[Dataset rows]
● ● ● ●

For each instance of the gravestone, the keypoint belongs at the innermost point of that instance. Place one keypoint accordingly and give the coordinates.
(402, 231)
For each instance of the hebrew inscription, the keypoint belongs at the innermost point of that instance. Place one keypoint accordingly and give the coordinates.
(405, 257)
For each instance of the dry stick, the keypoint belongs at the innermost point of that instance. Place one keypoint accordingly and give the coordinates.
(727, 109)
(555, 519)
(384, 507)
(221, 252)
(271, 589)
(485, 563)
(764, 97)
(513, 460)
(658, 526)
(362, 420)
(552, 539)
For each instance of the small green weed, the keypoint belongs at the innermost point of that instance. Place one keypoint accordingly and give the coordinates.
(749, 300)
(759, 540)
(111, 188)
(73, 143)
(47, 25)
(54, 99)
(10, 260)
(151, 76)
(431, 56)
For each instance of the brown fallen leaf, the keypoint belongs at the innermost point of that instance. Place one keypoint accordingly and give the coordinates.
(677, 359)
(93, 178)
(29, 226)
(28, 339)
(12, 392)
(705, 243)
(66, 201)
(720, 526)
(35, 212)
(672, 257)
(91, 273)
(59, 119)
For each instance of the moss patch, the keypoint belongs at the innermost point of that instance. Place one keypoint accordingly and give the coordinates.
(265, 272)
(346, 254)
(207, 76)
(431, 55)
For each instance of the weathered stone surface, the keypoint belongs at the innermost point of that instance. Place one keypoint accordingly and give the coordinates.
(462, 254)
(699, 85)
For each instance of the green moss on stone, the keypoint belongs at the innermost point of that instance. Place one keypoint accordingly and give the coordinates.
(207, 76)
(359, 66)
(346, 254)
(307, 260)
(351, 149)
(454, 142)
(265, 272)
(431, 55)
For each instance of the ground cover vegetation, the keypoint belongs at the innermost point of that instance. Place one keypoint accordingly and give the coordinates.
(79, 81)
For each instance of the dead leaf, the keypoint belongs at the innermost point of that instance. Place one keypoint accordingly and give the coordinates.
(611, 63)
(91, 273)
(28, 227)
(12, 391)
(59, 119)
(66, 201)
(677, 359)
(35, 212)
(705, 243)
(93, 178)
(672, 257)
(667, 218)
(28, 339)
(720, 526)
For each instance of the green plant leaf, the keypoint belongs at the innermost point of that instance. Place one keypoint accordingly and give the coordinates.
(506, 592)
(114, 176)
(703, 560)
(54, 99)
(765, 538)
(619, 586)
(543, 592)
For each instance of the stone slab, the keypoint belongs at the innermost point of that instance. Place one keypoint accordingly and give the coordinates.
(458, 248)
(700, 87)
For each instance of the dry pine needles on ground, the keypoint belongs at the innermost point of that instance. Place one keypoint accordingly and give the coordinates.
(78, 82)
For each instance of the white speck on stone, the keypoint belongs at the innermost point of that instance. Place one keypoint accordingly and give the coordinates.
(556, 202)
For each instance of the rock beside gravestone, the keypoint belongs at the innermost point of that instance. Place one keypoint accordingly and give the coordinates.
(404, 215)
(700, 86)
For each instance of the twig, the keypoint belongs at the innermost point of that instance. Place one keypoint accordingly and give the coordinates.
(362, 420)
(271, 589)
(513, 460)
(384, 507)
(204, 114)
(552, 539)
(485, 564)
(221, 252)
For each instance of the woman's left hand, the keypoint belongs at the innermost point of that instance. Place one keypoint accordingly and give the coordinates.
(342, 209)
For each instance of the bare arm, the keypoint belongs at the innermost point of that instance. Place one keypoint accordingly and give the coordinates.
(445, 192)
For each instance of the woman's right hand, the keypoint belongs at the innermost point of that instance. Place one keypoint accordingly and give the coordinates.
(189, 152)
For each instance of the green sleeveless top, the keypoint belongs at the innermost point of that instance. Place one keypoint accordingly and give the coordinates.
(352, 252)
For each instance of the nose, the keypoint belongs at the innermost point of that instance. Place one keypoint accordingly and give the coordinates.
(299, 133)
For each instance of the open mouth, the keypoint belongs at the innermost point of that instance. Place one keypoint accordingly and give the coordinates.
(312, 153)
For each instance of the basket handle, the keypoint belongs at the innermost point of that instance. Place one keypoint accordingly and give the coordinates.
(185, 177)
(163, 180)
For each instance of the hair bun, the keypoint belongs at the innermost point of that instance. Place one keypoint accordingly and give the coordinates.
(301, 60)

● ● ● ●

Your goal →
Update the lines from the one containing "For each instance of the twig, the" through the last line, inclusive, by changing "innermost" to "central" and leaving everything else unchanged.

Solution below →
For each instance of the twig, the keypoint belongs at the central point of that instance. Place one keypoint accordingly and give the coordinates.
(362, 420)
(271, 589)
(513, 460)
(384, 507)
(204, 114)
(552, 539)
(485, 564)
(221, 252)
For each instance of the woman's left hand, the keypoint belongs at the central point of that instance. Place one keypoint accordingly and give the coordinates.
(342, 209)
For each instance of the bare arm, the keypoint belongs at the central point of that instance. Place one keypoint accordingly and give the coordinates.
(445, 192)
For each instance of the woman's right hand, the keypoint belongs at the central point of that instance. Place one keypoint accordingly and give the coordinates.
(189, 152)
For each instance of the green sleeveless top, the keypoint belongs at the central point of that instance. Place one keypoint accordingly and give the coordinates.
(352, 252)
For each instance of the nose, the keypoint belongs at the central point of that instance. Place one keypoint accordingly and give the coordinates.
(299, 133)
For each instance of the open mouth, the keypoint belongs at the central point of that instance. Place one keypoint accordingly and give the coordinates.
(312, 153)
For each instance of the basket handle, the keypoint belongs at the central point of that instance. Place one keypoint accordingly and give the coordinates.
(185, 177)
(163, 180)
For each instance of the hair bun, the keypoint belongs at the central point of that instance. Place one keypoint accordingly and give the coordinates.
(301, 60)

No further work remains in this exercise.